**Excerpted passage**
START
It’s a myth supported, curiously, by both those who think talent is innate and those who think talent is the inevitable result of practice. When I started writing music, I bought into the myth. I thought that working alone allowed for greater focus, and that focus over the long term is the key to becoming exceptional.

I grew up with the philosophy that, with enough hard work, you can achieve anything. The philosophy seemed valid, especially when Malcolm Gladwell popularized the 10,000 hour rule. His bestseller, “Outliers”, moved talent from the province of the lucky few into the deserved reward of those willing to put in ten thousand hours of practice. So I believed that the real key was to put in enough hours.

Then, I moved to Los Angeles to attend USC. I learned that hard work and practice alone were not enough to do extraordinary things. If you want to excel in music, you’re going to need other people.

At USC, dozens of talented musicians work together and in friendly competition each day. They study under expert teachers, and inspirational figures from Chaka Khan to Rick Rubin drop by campus each week to hold an open forum. In short — it’s a near-perfect environment for fostering creative excellence.

As an artist, other people are core requirements for achievement. They will motivate, instruct, and inspire you. Hemingway had his community of Parisian writers, who both taught him and supported his work. Maria Sharapova had her Russian tennis academy, a spartan community dedicated purely to the mastery of tennis. Major artistic, scientific, and political movements nearly always come from a community of masters, not from any solitary genius. The greatest artists of our time emerged among a wealth of other talents.

1. Role Models

When Daniel Coyle was researching “The Talent Code”, he noticed a peculiar behavior among athletes training in the world’s best camps. Students had inspirations and idols, just as most of us do, but they also took things a step further. They studied their idols with borderline fanaticism: before practice, after practice, every day of the week. They watched tapes of their performances. Students mimicked the habits of their idols and replicated their movements.

When your view out onto the world is filled with world class examples of who you want to become, it changes the way you approach your practice. And even a minor association with a role model can improve the amount of effort you devote to a task. In one study, subjects who believed they shared a birthday with a mathematician worked 62% longer on a difficult mathematics task.
END
Continue the essay above on talent and community, starting after its final sentence.

**Supplied information**
START
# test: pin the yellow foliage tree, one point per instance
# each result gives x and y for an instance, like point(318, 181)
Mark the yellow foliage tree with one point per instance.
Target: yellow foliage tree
END
**Expected output**
Role models are more than just inspiration. One of the best ways to improve as an artist is to steal from your idols. That’s why comedians will study the exact length of the pause before a Mitch Hedberg punchline. It’s why chess players will re-play classic games by the grandmasters. It’s why some novelists type paragraphs by their favorite authors before settling down to write for the day. Your role models are a gold mine of information as you improve.

2. Teachers

Idols are, in a way, your teachers. But they’re best for inspiration and to serve as a model to work towards. You won’t progress from where you are now to matching your idols overnight; and during that day-to-day work, you need a teacher.

As human beings, we’re awfully biased and subjective. It’s impossible to accurately judge our own performances, and even harder to realize our subtle mistakes. This is especially true when we just get started with a new skill: we make so many mistakes it’s even difficult to decide what to fix first! That’s why teachers are the mainstay of athletes, artists, and performers at any level.

You might think a gold medal-winning Olympic athlete would be beyond instruction, but you’d be hard-pressed to find one without a coach by his or her side.

Teachers provide something otherwise totally missing from our work — and it’s vitally important. They provide a tight feedback loop.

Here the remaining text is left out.